INFORMATION SUPPLIED Start Marker

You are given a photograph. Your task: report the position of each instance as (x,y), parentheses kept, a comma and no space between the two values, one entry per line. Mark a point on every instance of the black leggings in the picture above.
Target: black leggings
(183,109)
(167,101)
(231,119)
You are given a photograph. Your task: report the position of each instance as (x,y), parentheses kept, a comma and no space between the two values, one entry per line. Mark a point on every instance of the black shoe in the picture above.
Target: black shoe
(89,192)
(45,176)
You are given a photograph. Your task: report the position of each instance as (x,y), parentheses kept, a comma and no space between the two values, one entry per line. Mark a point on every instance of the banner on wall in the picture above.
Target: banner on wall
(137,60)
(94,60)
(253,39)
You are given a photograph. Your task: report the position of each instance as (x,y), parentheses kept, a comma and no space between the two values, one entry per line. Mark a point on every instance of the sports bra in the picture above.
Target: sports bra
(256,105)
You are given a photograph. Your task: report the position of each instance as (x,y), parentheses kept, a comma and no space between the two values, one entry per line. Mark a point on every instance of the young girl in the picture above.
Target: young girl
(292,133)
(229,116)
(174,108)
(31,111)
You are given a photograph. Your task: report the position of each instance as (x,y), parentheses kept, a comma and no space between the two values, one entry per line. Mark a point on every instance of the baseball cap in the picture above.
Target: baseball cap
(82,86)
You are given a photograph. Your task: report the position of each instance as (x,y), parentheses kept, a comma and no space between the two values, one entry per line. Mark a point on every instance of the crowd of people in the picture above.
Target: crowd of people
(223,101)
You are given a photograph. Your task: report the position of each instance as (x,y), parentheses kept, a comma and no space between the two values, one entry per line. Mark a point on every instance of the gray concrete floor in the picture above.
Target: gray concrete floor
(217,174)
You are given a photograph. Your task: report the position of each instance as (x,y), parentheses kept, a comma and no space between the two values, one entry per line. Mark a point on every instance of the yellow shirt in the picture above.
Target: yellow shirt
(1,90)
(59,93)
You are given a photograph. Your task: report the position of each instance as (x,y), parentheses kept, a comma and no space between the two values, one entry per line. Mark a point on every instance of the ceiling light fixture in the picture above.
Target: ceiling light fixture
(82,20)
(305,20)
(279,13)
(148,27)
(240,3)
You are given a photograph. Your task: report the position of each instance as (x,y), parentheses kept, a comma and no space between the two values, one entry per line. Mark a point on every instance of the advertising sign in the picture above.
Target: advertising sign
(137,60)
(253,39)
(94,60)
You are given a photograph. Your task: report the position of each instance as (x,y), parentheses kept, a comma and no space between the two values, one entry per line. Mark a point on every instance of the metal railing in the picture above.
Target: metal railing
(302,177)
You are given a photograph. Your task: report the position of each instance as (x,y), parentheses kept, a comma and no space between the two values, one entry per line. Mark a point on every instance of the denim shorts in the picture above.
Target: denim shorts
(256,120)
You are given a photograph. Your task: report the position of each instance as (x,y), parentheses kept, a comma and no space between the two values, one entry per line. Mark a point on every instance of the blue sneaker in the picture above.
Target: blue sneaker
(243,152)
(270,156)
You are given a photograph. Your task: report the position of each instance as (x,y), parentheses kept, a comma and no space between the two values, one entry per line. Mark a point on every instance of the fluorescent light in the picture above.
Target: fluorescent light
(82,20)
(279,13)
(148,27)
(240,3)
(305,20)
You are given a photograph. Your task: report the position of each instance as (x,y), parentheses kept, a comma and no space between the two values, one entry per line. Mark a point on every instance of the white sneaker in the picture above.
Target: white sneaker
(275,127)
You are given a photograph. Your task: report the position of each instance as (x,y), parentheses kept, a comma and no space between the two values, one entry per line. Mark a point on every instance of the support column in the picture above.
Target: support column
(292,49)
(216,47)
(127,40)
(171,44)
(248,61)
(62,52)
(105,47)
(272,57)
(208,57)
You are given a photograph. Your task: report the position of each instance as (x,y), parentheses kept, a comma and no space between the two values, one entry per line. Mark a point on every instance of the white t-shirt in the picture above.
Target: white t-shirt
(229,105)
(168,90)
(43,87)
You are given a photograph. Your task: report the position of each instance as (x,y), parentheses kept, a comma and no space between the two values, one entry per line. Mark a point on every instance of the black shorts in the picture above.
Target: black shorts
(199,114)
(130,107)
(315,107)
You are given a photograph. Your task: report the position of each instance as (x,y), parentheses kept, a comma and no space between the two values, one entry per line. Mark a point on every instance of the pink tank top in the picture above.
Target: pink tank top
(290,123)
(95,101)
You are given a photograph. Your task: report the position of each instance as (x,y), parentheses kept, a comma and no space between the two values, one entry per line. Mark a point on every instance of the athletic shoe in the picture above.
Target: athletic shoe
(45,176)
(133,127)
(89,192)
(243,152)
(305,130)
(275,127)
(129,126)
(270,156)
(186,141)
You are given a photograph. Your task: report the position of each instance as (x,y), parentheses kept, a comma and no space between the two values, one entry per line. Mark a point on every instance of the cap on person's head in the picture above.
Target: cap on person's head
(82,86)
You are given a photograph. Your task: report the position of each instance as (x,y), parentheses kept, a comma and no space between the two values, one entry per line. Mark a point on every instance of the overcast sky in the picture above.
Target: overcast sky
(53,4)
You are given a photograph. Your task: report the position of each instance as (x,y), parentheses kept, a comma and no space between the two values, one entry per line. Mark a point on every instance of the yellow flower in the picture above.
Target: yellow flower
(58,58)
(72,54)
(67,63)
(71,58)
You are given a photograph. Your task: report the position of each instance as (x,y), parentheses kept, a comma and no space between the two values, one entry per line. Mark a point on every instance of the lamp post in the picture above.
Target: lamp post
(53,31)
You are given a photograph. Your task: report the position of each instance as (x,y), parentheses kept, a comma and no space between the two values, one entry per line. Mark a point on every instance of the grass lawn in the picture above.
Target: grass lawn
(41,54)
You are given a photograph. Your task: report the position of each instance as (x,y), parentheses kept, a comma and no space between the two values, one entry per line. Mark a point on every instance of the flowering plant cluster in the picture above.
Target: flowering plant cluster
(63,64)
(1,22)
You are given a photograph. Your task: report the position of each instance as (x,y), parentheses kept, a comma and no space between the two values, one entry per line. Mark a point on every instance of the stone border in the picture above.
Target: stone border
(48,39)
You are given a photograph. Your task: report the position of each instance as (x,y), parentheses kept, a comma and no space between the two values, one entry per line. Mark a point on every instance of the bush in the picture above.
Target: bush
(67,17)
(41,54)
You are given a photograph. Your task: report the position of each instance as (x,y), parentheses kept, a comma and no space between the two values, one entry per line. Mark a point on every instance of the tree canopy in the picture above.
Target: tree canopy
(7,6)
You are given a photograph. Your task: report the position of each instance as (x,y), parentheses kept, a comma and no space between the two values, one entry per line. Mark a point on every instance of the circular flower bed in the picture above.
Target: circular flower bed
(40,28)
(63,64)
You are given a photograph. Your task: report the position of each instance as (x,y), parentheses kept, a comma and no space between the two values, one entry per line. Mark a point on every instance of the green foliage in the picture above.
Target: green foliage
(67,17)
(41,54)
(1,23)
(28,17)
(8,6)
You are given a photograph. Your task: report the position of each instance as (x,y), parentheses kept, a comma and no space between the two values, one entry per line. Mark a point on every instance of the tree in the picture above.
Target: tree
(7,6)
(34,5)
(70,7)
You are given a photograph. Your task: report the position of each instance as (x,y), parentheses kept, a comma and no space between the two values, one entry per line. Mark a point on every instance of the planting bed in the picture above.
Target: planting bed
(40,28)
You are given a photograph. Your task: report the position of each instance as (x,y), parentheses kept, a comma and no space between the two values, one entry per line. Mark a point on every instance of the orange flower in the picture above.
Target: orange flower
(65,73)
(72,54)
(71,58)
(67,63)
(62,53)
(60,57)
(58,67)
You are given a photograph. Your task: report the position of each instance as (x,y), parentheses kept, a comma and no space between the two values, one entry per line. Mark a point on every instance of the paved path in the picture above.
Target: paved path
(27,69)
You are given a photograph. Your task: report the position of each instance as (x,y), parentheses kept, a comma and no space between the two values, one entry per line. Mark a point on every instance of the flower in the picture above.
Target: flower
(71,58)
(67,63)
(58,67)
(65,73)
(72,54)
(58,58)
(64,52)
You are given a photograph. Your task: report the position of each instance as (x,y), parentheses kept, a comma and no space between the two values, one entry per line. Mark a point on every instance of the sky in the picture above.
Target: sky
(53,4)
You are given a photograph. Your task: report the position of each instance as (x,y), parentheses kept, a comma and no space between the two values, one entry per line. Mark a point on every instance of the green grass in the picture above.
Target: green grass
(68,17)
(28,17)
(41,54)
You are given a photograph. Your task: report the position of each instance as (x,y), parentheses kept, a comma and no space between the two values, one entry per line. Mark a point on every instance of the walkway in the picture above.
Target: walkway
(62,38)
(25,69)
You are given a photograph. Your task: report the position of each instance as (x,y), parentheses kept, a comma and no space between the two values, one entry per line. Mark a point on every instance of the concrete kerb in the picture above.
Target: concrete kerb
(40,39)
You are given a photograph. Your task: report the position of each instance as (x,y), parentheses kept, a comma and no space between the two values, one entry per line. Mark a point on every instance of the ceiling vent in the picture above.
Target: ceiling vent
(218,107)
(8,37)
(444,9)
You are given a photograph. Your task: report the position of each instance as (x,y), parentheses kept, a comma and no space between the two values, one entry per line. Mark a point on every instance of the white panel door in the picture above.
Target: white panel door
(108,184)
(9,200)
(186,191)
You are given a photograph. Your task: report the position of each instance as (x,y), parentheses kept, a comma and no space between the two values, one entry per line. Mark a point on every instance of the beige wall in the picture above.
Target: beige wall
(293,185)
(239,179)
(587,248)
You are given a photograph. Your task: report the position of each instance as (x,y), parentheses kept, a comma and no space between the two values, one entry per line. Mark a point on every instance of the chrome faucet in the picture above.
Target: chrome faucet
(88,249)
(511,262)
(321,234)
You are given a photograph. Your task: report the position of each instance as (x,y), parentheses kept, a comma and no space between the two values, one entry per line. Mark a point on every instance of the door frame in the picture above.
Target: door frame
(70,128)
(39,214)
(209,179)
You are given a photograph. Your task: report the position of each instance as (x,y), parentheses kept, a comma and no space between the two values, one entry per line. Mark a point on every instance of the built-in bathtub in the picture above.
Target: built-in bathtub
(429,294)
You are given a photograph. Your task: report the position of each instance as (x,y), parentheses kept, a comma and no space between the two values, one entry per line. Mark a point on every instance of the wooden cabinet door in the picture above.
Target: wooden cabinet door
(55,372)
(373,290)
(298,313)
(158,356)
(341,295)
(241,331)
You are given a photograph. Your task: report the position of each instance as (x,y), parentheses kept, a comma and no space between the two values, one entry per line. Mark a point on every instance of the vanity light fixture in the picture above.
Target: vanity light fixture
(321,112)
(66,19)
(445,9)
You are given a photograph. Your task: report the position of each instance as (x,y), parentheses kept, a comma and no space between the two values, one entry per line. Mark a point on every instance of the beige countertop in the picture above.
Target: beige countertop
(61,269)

INFORMATION SUPPLIED End Marker

Look above for the line with "Target: vanity light fixture", then copy it and each later line exactly, stopping at the last line of the records.

Target: vanity light fixture
(321,112)
(66,19)
(445,9)
You are given a photograph. Your task: report the position of each instance as (x,y), parentheses kept, a comma and no space between the two values, one entry per line. Mark a point on every instance of the beige countertop in the picture above.
Target: beige countertop
(61,269)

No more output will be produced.